Cost Model: Where The Bills Come From
Durable functions charge around Lambda execution and durable operations. Step Functions Standard charges per state transition, while Express charges per request and duration. That difference changes architecture.
For a workflow that waits 24 hours and does three pieces of work, durable functions can be very clean: run a step, checkpoint, wait without compute charges, resume later, run the next step. Step Functions Standard can also wait for long periods without paying for compute, but you pay for state transitions rather than the wait duration. Both can be economical.
For a workflow with hundreds of tiny state transitions, Step Functions Standard state-transition cost becomes visible. For a workflow with many small durable operations, durable-operation charges and checkpoint data writes become visible. There is no universal cheaper option.
The right cost review asks:
| Cost driver | Durable Functions question | Step Functions question |
|---|---|---|
| Steps | How many durable operations are created per execution? | How many state transitions happen, including retries? |
| Waiting | Are waits suspending compute properly? | Is Standard or Express the right workflow type? |
| Payloads | How much data is written into checkpoints? | How large is state input/output and execution history? |
| Retries | Are retries bounded and idempotent? | Do retries multiply transitions unexpectedly? |
| Fan-out | Are maps creating too many checkpoints? | Should Distributed Map or batching be used? |
| Logging | Are full payloads being logged? | Are execution histories and CloudWatch logs retained appropriately? |
If you need a simple rule: model cost per execution before choosing. A workflow diagram without an execution-count and retry-count estimate is not enough.
Replay Is Powerful, But It Is Not Free
Replay is the durable-functions superpower and the main source of bugs.
During replay, your handler runs again. That means any non-durable side effect outside a step can happen again unless you prevent it. Printing a log line twice is annoying. Charging a card twice is unacceptable.

● ● ●

### Short problem 1
Reproduce the part of the entries that opens with the line containing "Reviewer note: check that each instance of the wet" and closes with the line containing "[[162, 396]]", swapping "keypoint" for "marker" and changing nothing else.

### Excerpted records
● ● ●

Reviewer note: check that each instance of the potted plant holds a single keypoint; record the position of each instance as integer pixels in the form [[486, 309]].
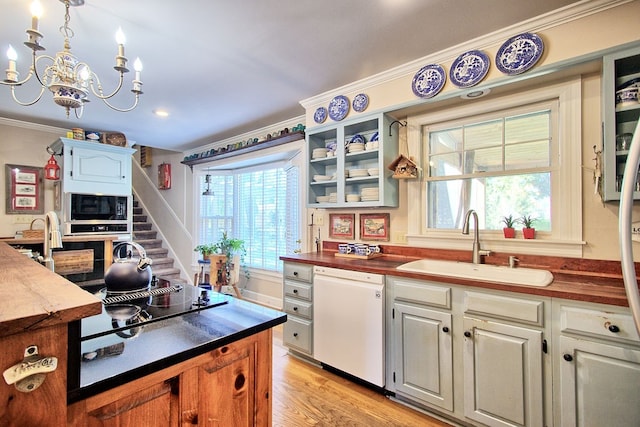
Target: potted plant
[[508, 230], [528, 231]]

● ● ●

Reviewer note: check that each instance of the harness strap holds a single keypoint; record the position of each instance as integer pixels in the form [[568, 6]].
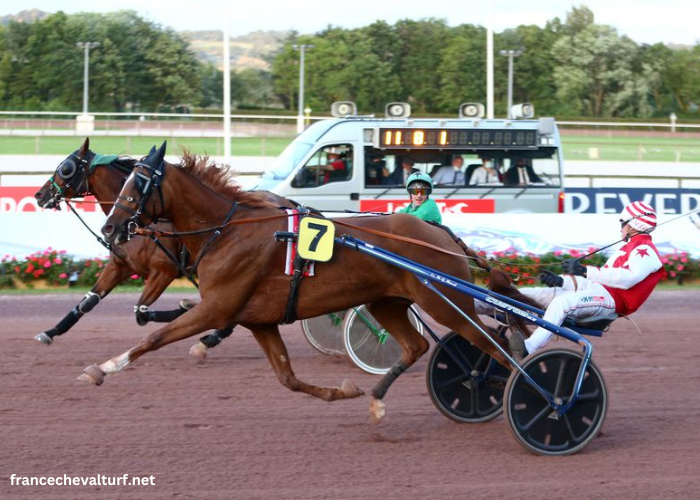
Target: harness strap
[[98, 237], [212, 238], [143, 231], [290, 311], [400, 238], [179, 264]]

● ● ●

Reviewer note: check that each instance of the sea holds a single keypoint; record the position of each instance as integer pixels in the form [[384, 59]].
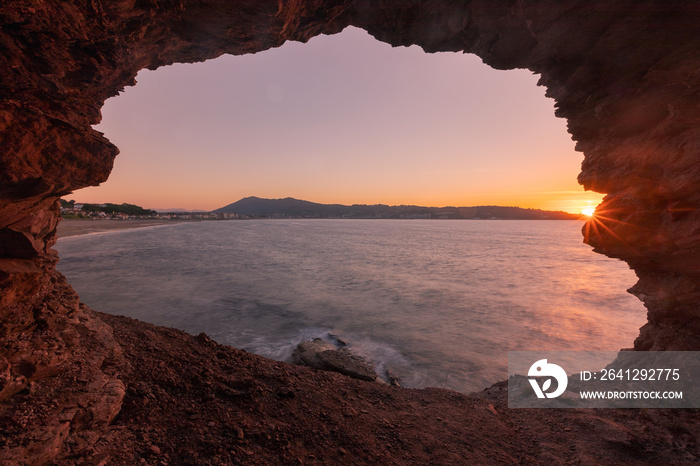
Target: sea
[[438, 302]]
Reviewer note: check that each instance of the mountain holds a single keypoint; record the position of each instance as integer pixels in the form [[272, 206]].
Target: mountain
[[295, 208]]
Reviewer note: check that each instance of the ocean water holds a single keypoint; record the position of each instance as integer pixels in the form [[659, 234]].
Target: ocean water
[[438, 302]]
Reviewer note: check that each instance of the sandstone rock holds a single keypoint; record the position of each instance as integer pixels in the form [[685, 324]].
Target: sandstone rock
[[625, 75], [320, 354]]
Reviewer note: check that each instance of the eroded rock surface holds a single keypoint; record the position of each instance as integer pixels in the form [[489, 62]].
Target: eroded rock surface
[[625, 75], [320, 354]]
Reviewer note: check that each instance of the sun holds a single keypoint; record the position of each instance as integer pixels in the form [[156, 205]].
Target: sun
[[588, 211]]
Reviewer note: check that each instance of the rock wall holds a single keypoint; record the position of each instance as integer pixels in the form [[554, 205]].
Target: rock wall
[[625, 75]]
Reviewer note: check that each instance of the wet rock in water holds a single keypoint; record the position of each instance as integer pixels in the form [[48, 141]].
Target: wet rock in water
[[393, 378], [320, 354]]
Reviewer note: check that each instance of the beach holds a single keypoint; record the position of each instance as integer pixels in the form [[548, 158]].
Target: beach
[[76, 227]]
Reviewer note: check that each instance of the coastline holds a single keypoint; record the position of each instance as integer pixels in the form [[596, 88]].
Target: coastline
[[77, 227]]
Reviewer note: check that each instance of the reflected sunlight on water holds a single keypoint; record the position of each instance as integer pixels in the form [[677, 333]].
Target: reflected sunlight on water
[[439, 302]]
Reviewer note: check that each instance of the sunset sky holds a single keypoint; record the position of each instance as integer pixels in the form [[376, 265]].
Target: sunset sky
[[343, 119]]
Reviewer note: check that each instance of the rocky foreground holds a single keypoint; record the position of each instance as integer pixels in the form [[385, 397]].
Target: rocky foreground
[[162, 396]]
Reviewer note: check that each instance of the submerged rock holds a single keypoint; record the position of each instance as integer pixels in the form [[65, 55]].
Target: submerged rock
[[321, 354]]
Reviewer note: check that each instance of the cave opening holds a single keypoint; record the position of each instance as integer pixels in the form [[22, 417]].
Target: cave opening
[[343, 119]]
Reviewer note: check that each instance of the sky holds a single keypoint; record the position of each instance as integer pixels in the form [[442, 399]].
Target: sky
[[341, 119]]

● ● ●

### Short problem 2
From the text on workflow costs, echo the part that opens with the words "Cost Model: Where" and closes with "universal cheaper option.".

### Worked solution 1
Reviewer note: check that each instance of the wet rock in water holds a single marker; record the position of each instance as integer pixels in the form [[48, 141]].
Target: wet rock in water
[[393, 378], [320, 354]]
Reviewer note: check that each instance of the beach holds a single marker; record the position of each instance as integer pixels in the form [[548, 158]].
Target: beach
[[76, 227]]
Reviewer note: check that each instance of the coastline holds a single marker; record the position of each instance as integer pixels in the form [[596, 88]].
Target: coastline
[[77, 227]]
Reviewer note: check that each instance of the reflected sunlight on water holds a single marker; record the position of each instance as integer pixels in the form [[677, 333]].
Target: reflected sunlight on water
[[439, 302]]
Reviewer note: check that each instance of the sunset sky holds a single marker; record the position of each instance as integer pixels in the form [[376, 265]].
Target: sunset sky
[[343, 119]]
Reviewer note: check that each instance of the rocky foreground holds a single marker; record the position of each instance as integer pixels in the form [[385, 397]].
Target: rocky foreground
[[162, 396]]

### Worked solution 2
Cost Model: Where The Bills Come From
Durable functions charge around Lambda execution and durable operations. Step Functions Standard charges per state transition, while Express charges per request and duration. That difference changes architecture.
For a workflow that waits 24 hours and does three pieces of work, durable functions can be very clean: run a step, checkpoint, wait without compute charges, resume later, run the next step. Step Functions Standard can also wait for long periods without paying for compute, but you pay for state transitions rather than the wait duration. Both can be economical.
For a workflow with hundreds of tiny state transitions, Step Functions Standard state-transition cost becomes visible. For a workflow with many small durable operations, durable-operation charges and checkpoint data writes become visible. There is no universal cheaper option.